▸ **OBJECTIF DE LA TÂCHE**
Remplacez chaque occurrence de « Target » par « Label » dans tout le matériel ci-dessous. Recopiez-le en entier sans rien changer d'autre.

[Données collectées]
○ ○ ○ ○ ○ ○ ○
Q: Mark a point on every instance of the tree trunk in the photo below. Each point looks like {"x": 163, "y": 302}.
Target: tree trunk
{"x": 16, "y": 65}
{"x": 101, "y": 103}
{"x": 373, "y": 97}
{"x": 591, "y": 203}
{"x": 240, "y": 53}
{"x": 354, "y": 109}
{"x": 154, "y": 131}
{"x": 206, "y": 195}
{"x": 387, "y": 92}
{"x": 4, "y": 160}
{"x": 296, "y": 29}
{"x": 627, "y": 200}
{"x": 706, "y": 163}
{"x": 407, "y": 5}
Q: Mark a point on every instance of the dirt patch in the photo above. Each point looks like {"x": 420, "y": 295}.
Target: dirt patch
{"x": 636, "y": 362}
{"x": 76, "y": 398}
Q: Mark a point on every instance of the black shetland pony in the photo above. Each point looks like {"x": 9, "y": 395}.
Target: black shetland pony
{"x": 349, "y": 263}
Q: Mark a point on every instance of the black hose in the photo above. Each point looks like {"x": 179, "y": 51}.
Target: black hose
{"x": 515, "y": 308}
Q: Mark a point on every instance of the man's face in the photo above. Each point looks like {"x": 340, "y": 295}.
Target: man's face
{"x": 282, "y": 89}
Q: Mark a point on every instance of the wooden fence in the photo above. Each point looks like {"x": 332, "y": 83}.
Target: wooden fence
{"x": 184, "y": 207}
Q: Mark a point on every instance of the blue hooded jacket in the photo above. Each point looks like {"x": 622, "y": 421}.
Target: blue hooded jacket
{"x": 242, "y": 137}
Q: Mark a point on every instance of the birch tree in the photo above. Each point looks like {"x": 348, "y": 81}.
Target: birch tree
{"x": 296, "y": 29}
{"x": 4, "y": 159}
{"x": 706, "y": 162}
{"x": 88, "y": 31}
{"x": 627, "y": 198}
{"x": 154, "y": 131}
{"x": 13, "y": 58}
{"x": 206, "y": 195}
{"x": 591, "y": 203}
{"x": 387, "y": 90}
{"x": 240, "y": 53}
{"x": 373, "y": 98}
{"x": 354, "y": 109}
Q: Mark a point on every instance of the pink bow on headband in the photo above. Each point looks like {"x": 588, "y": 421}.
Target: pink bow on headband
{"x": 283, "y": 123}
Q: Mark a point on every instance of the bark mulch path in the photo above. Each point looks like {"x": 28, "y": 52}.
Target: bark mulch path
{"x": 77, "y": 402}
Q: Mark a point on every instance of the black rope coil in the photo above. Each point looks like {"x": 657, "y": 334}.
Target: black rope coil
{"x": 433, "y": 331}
○ ○ ○ ○ ○ ○ ○
▸ **SOLUTION RÉDIGÉE**
Q: Mark a point on every instance of the tree trunk in the photo below. Each point looks like {"x": 163, "y": 302}.
Label: tree trunk
{"x": 16, "y": 65}
{"x": 101, "y": 103}
{"x": 373, "y": 97}
{"x": 591, "y": 203}
{"x": 240, "y": 53}
{"x": 354, "y": 109}
{"x": 154, "y": 131}
{"x": 206, "y": 195}
{"x": 387, "y": 92}
{"x": 4, "y": 160}
{"x": 296, "y": 29}
{"x": 627, "y": 200}
{"x": 706, "y": 163}
{"x": 407, "y": 5}
Q: Mark a point on every instance of the dirt patch in the photo above. Each point looks like {"x": 420, "y": 295}.
Label: dirt patch
{"x": 636, "y": 362}
{"x": 76, "y": 398}
Q: Mark a point on every instance of the black shetland pony in the photo above. Each point looks like {"x": 9, "y": 395}.
Label: black shetland pony
{"x": 349, "y": 263}
Q: Mark a point on every instance of the black hose in the photo above. Each point looks like {"x": 179, "y": 51}.
Label: black hose
{"x": 515, "y": 308}
Q: Mark a point on every instance of the man's face in the photo above. Each point looks like {"x": 340, "y": 295}.
Label: man's face
{"x": 282, "y": 89}
Q: Mark a point on every instance of the wooden fence in the photo above. Each point looks like {"x": 332, "y": 83}.
Label: wooden fence
{"x": 184, "y": 207}
Q: Mark a point on every instance of the blue hooded jacket in the photo above. Each point looks like {"x": 622, "y": 421}.
Label: blue hooded jacket
{"x": 242, "y": 137}
Q: Mark a point on every instance of the birch tree in the photo above. Each point looks like {"x": 348, "y": 81}.
Label: birch tree
{"x": 296, "y": 29}
{"x": 4, "y": 159}
{"x": 706, "y": 162}
{"x": 88, "y": 31}
{"x": 627, "y": 198}
{"x": 154, "y": 131}
{"x": 13, "y": 58}
{"x": 206, "y": 195}
{"x": 591, "y": 203}
{"x": 387, "y": 90}
{"x": 240, "y": 53}
{"x": 373, "y": 98}
{"x": 354, "y": 109}
Q: Mark a point on every instance of the pink bow on headband in the photo above. Each point looks like {"x": 588, "y": 421}.
Label: pink bow on headband
{"x": 283, "y": 123}
Q: Mark a point on every instance of the bark mulch path in the photo above. Each point looks like {"x": 28, "y": 52}.
Label: bark mulch path
{"x": 77, "y": 402}
Q: Mark a point on every instance of the black rope coil in the photo above. Each point looks like {"x": 657, "y": 334}.
Label: black rope coil
{"x": 433, "y": 331}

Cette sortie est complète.